▶ Task prompt
Report how many of the lines below contain the string "wall", with case counting, and give only the number.

▶ Exercise material
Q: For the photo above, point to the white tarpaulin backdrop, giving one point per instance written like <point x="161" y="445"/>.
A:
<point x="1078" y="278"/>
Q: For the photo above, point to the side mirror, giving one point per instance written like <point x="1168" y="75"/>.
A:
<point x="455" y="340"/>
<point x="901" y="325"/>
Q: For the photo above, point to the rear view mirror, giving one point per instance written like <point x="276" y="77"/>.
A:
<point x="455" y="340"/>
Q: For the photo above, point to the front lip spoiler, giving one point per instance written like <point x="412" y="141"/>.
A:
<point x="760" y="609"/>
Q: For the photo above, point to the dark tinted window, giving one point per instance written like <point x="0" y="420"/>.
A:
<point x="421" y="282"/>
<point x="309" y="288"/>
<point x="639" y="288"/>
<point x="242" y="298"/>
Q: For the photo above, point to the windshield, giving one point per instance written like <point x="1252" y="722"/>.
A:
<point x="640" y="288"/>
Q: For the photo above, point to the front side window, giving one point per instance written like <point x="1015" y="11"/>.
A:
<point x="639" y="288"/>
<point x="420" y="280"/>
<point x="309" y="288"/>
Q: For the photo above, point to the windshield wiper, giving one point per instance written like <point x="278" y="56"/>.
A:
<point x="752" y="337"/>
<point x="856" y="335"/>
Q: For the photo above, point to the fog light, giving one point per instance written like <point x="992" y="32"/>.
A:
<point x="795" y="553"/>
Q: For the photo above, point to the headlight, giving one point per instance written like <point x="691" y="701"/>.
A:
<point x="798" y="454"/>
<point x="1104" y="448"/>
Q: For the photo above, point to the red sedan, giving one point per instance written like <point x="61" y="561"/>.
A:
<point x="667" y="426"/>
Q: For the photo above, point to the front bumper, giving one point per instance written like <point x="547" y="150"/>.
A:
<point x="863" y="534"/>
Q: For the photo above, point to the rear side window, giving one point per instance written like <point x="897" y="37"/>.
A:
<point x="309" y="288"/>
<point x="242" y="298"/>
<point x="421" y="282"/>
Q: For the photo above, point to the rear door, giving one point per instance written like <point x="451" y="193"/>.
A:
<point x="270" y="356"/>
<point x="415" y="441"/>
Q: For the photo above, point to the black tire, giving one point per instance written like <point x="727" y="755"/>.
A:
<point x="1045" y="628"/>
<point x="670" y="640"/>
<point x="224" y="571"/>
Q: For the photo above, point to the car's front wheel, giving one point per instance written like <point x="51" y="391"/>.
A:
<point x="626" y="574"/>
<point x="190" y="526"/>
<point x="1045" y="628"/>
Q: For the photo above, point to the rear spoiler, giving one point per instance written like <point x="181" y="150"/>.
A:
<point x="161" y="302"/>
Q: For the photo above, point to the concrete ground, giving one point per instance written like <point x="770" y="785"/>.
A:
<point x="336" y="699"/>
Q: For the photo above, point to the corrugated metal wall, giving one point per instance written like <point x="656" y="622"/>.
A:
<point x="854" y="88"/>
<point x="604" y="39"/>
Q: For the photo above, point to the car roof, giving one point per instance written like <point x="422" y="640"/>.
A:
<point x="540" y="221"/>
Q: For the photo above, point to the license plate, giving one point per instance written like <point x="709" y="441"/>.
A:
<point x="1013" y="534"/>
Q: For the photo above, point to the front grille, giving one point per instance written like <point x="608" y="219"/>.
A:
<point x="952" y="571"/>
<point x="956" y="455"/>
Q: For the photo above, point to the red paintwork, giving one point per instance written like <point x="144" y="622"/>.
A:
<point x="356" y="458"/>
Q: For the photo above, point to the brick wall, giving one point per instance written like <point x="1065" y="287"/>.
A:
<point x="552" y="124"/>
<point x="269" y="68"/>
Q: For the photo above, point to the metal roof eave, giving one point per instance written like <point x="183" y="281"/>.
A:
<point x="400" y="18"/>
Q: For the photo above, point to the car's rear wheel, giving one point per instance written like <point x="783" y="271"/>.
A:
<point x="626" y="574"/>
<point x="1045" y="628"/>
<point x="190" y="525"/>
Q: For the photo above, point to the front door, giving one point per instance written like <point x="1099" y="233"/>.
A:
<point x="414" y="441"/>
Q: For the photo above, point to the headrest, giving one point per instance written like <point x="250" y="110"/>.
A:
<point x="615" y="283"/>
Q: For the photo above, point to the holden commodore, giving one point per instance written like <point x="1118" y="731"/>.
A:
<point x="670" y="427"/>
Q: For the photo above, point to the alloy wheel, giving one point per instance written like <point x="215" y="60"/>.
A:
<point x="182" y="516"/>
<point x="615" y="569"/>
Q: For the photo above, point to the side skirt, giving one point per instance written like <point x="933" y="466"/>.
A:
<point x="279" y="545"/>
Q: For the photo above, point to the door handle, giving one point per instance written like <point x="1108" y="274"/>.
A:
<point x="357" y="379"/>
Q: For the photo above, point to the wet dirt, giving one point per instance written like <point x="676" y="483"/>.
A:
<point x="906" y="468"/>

==

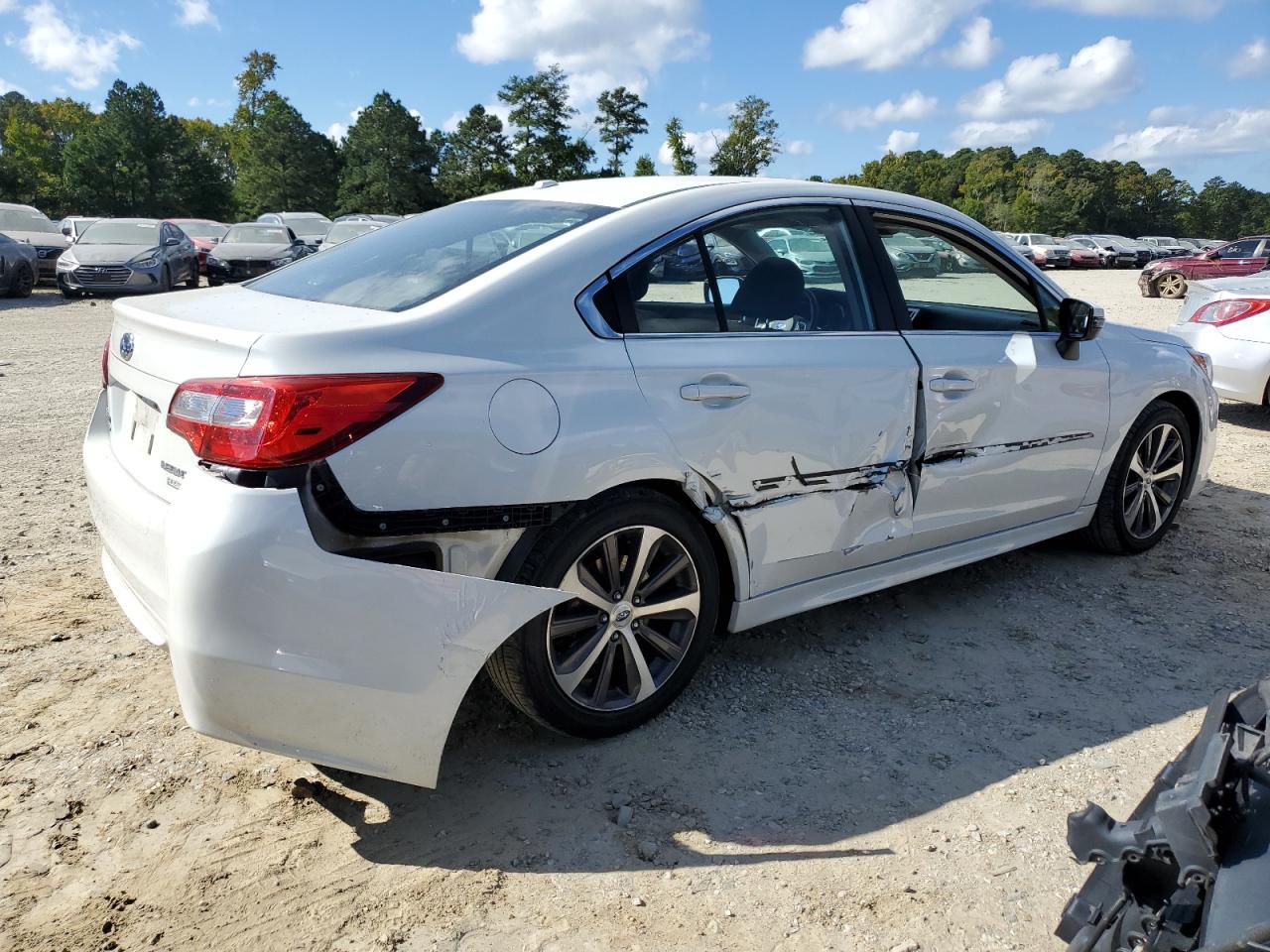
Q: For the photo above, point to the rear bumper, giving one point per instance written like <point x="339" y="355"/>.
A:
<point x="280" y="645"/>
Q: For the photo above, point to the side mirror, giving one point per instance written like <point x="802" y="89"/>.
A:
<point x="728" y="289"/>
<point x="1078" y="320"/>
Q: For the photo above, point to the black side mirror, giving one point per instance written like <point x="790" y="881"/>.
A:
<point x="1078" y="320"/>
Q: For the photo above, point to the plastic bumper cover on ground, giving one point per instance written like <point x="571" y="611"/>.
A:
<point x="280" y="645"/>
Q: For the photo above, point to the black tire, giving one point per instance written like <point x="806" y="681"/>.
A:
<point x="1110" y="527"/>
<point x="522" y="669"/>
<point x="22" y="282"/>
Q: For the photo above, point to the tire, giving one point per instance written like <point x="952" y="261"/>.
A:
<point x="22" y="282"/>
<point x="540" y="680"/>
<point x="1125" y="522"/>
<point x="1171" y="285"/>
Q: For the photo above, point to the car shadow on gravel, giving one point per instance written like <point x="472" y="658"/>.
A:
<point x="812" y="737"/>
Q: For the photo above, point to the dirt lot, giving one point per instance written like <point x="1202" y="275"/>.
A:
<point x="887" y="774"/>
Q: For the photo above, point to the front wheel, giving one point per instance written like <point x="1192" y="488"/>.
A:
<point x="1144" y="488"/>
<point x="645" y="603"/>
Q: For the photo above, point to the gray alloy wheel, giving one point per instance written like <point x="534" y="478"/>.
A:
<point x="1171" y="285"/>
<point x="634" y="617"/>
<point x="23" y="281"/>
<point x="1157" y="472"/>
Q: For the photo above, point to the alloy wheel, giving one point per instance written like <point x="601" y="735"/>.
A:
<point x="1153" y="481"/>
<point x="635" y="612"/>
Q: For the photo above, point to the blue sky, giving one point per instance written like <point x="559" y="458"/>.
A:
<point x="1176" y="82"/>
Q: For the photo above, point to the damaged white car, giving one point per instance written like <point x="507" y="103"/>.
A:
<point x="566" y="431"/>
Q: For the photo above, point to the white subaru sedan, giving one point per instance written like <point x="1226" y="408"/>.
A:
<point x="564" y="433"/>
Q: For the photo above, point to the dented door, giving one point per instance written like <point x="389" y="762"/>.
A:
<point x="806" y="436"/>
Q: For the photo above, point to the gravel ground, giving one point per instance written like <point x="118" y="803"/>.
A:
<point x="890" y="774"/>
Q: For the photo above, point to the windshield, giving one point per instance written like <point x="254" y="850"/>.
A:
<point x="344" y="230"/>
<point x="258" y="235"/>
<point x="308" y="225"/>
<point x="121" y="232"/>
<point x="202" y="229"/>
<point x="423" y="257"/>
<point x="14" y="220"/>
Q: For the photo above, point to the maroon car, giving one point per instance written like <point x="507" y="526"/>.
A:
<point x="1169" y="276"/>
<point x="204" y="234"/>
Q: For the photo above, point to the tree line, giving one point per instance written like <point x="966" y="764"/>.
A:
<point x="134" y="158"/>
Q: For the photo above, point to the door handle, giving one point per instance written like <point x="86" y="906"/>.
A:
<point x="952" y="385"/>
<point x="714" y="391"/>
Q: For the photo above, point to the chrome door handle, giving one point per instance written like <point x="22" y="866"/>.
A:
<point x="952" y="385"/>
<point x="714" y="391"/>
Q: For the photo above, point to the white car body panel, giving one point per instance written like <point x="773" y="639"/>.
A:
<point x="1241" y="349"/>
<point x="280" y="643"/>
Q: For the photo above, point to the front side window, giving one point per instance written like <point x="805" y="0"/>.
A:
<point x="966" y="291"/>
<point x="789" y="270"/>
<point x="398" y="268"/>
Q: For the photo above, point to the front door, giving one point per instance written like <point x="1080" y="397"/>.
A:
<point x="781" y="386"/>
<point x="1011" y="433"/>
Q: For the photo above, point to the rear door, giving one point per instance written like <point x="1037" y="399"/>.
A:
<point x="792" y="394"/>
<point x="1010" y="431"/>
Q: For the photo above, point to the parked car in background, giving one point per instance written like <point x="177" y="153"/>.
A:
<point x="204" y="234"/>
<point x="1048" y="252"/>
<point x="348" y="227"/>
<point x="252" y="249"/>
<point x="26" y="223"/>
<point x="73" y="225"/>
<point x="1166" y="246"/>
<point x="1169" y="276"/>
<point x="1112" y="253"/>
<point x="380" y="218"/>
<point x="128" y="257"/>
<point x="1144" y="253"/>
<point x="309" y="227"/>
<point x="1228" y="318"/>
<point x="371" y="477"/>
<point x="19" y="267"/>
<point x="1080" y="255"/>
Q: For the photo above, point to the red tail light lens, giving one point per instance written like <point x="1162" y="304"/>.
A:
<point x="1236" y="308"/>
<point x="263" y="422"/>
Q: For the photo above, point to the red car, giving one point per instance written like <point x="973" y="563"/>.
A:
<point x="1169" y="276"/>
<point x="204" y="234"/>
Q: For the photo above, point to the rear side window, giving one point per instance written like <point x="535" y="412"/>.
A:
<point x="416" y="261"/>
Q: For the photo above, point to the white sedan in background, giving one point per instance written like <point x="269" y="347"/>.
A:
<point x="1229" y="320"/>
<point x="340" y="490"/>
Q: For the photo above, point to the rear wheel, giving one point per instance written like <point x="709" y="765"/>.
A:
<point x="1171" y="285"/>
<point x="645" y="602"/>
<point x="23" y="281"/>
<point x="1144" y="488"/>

▶ Reply to the task
2